Task. Return the data below line for line with no changes, leaving out the pictures.

Records.
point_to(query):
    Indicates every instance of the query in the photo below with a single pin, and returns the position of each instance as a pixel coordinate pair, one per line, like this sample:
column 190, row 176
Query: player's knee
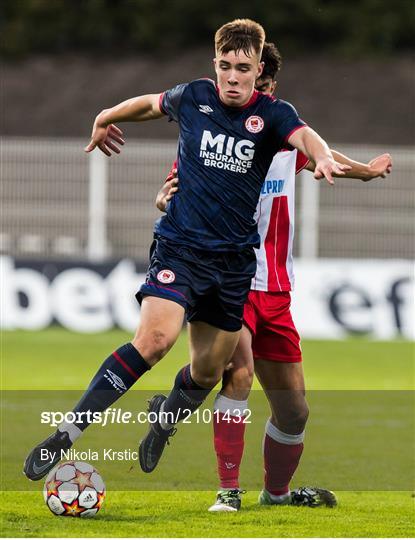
column 242, row 378
column 152, row 345
column 293, row 419
column 207, row 378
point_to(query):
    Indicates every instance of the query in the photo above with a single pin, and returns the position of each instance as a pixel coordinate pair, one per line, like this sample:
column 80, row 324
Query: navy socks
column 117, row 374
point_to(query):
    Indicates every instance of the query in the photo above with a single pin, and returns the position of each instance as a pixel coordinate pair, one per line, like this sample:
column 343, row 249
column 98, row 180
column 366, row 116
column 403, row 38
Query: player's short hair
column 272, row 60
column 240, row 35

Final answer.
point_to(query):
    Indicates every instance of the query in the photo below with a single pin, and returns the position of each instance as a pixel coordinate pair, one per line, like this sample:
column 190, row 176
Query: player's knee
column 242, row 378
column 152, row 345
column 293, row 419
column 207, row 378
point_to(query):
    Indicates every instance of the query in the photo above with a single pin, and returns the position of each instance as a pixel coordinate pair, one per line, like this sample:
column 80, row 324
Query: navy socks
column 117, row 374
point_to(query):
    Indicates every instance of the query in the photo above with a single pin, and returns the position of each instance as a pixel coordinate pair, one per line, like this sample:
column 343, row 249
column 98, row 180
column 366, row 116
column 403, row 38
Query: player's short hair
column 272, row 60
column 240, row 35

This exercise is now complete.